Selected text:
THE CASE FOR THE DEFENCE
The Applicant was explained his Constitutional Rights and from the dock he stated that he would abide by all bail conditions imposed by the Court should he be granted bail. No defence witness was called and the case was then closed for the Defence.
THE RELEVANT SECTIONS OF THE LAW
In the case of Hurnam v The State [2005 UKPC 49], the Privy Council held that only section 4(1) (a) of the 1999 Act specifies the core reasons for refusing bail. Individually, they are to be considered to provide a conclusive reason for refusing bail. Section 4(1)(a) of the Bail Act 1999 reads as follows:
4. Refusal to release on bail
(1) A Judge or a Magistrate may refuse to release a defendant or a detainee on bail where (a) (a) he is satisfied that there is reasonable ground for believing that the defendant or detainee if released is likely to – (i) (i) fail to surrender to custody or to appear before a court as and when required (ii) (ii) commit an offence, other than an offence punishable only by a fine not exceeding 1000 rupees (iii) (iii) interfere with witnesses, tamper with evidence or otherwise obstruct the course of justice, in relation to him or to any other person.
Secondly, as regards to paragraphs 4 (1)(b) to (f) of the Bail Act which are not compelling grounds or core reasons per se to deprive an individual of his liberty but, if relevant, the court need to take into account in order to determine the likelihood of the risks listed in section 4(l)(a) to materialise. The section of the Bail Act 1999 provides as follows:
(1) A Judge or a Magistrate may refuse to release a defendant or a detainee on bail where-
(b) he is satisfied that the defendant or detainee should be kept in custody – (i) for his own protection; or (ii) in the case of a minor, for his own welfare; (c) the defendant or detainee, having been released on bail, has – (i) committed an act referred to in paragraph (a); or (ii) breached any other condition imposed on him for his release: (d) the defendant or detainee is charged or is likely to be charged with a serious offence; (e) there is reasonable ground for believing that the defendant or detainee has – (i) given false or misleading information regarding his names or address; or 5 (ii) no fixed place of abode; (f) a detainee has failed to comply with section 12(2).

Task:
Reproduce the section of the bail passage starting with "THE CASE FOR" and going on through "for the Defence.". Work only from the bail passage.

Supplied data:
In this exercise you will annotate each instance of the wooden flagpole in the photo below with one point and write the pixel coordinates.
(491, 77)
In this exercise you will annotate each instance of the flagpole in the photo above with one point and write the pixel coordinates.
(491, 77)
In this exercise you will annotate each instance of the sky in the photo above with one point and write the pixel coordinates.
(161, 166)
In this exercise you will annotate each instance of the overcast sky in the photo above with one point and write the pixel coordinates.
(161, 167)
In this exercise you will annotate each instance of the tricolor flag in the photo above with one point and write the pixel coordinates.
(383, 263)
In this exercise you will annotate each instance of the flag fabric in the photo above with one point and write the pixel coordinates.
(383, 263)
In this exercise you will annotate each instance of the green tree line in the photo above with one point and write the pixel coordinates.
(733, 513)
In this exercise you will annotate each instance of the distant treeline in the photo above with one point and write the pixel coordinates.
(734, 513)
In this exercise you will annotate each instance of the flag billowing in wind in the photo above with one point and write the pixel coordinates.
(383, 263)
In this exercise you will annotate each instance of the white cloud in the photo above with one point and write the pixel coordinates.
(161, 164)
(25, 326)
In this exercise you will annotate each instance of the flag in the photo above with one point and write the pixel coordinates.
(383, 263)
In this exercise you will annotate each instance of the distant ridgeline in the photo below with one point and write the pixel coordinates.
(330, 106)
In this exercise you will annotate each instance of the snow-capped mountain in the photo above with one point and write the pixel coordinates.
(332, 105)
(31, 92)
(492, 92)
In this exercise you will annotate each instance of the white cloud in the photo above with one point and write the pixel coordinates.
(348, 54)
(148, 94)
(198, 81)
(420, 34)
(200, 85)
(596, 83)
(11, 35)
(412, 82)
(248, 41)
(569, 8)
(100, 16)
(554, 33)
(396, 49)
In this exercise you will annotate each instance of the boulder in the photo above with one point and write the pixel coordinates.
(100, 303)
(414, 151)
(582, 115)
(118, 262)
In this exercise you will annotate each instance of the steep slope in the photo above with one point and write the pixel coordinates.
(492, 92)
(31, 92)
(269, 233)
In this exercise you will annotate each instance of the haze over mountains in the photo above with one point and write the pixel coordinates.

Correct answer:
THE CASE FOR THE DEFENCE
The Applicant was explained his Constitutional Rights and from the dock he stated that he would abide by all bail conditions imposed by the Court should he be granted bail. No defence witness was called and the case was then closed for the Defence.